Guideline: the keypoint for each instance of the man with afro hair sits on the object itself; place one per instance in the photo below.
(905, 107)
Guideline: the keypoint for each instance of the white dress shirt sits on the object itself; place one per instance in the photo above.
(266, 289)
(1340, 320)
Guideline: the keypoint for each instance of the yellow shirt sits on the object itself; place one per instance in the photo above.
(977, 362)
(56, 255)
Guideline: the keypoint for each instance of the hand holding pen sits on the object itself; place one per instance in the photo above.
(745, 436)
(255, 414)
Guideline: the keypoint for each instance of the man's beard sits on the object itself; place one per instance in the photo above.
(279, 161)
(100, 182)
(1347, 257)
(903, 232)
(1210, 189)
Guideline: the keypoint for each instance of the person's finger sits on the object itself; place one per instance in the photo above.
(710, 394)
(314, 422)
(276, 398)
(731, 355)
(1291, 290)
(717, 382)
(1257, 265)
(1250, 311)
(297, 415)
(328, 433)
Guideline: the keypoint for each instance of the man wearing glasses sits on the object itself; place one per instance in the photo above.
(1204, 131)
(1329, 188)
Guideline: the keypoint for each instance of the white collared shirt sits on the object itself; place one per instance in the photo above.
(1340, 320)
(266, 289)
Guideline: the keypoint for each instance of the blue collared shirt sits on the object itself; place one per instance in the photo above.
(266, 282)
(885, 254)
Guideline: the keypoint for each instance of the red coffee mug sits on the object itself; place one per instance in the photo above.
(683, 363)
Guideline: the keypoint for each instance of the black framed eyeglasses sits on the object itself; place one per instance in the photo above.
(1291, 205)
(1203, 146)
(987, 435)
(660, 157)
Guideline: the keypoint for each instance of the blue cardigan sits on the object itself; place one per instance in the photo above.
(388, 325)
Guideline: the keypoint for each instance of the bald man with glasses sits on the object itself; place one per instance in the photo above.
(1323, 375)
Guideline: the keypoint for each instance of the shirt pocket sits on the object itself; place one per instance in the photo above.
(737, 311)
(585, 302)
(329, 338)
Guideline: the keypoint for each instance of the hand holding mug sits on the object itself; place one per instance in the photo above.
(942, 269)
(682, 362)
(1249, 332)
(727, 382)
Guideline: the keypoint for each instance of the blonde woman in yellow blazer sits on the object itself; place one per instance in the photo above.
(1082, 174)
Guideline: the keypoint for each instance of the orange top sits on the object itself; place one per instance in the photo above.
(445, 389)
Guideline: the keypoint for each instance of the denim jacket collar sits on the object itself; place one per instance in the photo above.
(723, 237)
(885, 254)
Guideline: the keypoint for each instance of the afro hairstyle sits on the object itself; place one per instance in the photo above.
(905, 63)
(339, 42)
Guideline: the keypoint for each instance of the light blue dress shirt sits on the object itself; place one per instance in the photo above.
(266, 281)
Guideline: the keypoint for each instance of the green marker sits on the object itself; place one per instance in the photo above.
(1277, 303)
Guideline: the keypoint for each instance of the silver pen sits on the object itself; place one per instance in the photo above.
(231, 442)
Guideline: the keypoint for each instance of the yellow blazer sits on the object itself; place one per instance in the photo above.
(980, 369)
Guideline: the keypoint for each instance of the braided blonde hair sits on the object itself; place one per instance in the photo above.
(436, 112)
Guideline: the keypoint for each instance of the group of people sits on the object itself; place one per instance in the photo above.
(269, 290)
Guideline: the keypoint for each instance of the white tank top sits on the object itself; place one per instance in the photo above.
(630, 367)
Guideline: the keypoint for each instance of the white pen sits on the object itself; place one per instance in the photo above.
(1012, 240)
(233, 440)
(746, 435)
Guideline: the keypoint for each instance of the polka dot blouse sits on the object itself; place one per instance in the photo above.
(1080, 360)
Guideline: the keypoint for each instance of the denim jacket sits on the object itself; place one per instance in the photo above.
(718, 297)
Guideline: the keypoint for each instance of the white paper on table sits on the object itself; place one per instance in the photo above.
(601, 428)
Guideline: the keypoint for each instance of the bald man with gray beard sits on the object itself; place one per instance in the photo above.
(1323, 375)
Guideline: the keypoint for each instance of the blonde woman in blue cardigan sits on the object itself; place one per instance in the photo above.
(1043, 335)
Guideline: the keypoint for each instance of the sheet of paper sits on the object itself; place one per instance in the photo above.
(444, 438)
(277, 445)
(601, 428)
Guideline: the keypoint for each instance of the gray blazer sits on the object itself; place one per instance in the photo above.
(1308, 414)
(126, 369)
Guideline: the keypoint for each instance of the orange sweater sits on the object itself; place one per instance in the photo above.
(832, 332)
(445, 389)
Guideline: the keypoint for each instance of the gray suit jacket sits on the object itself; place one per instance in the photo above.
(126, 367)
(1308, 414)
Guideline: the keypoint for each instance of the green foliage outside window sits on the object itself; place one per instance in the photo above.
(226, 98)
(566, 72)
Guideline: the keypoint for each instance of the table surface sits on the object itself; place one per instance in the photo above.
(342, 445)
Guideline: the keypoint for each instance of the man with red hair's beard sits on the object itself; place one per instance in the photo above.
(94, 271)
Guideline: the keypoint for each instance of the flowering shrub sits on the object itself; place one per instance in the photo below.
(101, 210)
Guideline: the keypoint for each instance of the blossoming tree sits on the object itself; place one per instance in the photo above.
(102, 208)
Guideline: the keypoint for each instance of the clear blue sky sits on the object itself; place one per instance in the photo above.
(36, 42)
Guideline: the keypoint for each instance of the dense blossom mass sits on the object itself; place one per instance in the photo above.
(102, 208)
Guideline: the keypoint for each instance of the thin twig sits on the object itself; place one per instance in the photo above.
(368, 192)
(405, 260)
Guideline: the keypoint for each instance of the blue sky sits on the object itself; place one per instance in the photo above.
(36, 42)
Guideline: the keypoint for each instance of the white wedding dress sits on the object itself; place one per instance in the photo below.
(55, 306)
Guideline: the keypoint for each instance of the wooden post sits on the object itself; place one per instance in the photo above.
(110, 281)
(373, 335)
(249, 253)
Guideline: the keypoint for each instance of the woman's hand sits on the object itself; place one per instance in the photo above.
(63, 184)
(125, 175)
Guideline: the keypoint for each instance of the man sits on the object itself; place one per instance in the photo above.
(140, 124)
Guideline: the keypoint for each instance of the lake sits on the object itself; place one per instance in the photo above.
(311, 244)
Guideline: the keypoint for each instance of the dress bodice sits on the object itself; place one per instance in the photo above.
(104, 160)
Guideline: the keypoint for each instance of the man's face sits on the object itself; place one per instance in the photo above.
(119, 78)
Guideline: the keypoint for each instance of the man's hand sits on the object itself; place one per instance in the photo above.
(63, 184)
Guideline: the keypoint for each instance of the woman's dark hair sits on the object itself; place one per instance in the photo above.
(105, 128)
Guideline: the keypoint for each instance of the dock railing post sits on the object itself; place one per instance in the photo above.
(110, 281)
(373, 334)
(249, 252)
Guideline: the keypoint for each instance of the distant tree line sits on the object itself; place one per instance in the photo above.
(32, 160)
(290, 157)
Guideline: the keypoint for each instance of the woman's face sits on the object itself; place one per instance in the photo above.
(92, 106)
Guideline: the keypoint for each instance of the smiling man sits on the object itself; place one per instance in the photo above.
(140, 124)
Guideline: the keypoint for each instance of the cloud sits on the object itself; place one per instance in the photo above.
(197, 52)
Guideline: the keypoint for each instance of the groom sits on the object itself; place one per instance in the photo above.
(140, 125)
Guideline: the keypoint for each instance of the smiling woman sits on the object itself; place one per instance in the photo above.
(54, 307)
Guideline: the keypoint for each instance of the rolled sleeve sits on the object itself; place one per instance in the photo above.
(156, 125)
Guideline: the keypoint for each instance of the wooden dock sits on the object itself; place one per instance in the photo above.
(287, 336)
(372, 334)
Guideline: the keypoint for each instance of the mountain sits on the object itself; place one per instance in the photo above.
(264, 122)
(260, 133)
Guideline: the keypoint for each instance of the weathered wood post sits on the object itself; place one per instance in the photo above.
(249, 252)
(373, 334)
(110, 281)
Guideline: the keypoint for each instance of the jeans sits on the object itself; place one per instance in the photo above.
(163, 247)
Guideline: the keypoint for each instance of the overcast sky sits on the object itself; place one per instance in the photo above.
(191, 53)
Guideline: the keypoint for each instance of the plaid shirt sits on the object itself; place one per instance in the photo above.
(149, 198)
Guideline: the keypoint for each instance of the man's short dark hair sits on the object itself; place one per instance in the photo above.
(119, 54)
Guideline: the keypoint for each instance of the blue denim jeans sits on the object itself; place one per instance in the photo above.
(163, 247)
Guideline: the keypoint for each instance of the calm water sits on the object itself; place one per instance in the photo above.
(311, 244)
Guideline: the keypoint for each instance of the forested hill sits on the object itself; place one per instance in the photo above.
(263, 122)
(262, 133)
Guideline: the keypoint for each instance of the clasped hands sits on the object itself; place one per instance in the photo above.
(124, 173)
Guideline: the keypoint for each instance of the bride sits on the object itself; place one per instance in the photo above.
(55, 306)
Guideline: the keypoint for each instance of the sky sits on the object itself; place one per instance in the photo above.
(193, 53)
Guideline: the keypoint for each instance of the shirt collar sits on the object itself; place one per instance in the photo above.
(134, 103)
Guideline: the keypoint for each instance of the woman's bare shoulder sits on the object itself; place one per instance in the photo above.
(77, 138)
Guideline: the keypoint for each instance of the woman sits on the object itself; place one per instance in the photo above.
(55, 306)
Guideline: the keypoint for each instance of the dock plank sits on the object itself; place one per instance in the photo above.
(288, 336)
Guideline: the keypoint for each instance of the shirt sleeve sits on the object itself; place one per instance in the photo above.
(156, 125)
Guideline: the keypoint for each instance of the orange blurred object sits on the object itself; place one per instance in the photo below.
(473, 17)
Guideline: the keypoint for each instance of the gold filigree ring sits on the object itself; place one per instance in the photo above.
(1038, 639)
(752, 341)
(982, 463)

● **What is asked**
Can you rewrite the stretch from the start of the data through the line containing "(1210, 189)", swapping "yellow shirt" for "orange shirt" and leaving everything else unchanged?

● **Response for this exercise**
Guideline: the keypoint for each instance of the man with afro hair sits on the object itself; place one per instance in the photo below.
(905, 107)
Guideline: the keypoint for each instance of the white dress shirt sits on the object itself; place one per instance in the photo above.
(266, 289)
(1340, 320)
Guideline: the keypoint for each instance of the orange shirt sits on the object itself; place one per instance in the photo above.
(977, 362)
(56, 255)
Guideline: the keypoint for each instance of the hand holding pen sits on the object itself; place one per instance in the photo above.
(745, 436)
(255, 414)
Guideline: the keypoint for each instance of the man's beard sits on the object itself; place one per instance in the photo above.
(279, 161)
(100, 182)
(1347, 257)
(903, 232)
(1210, 189)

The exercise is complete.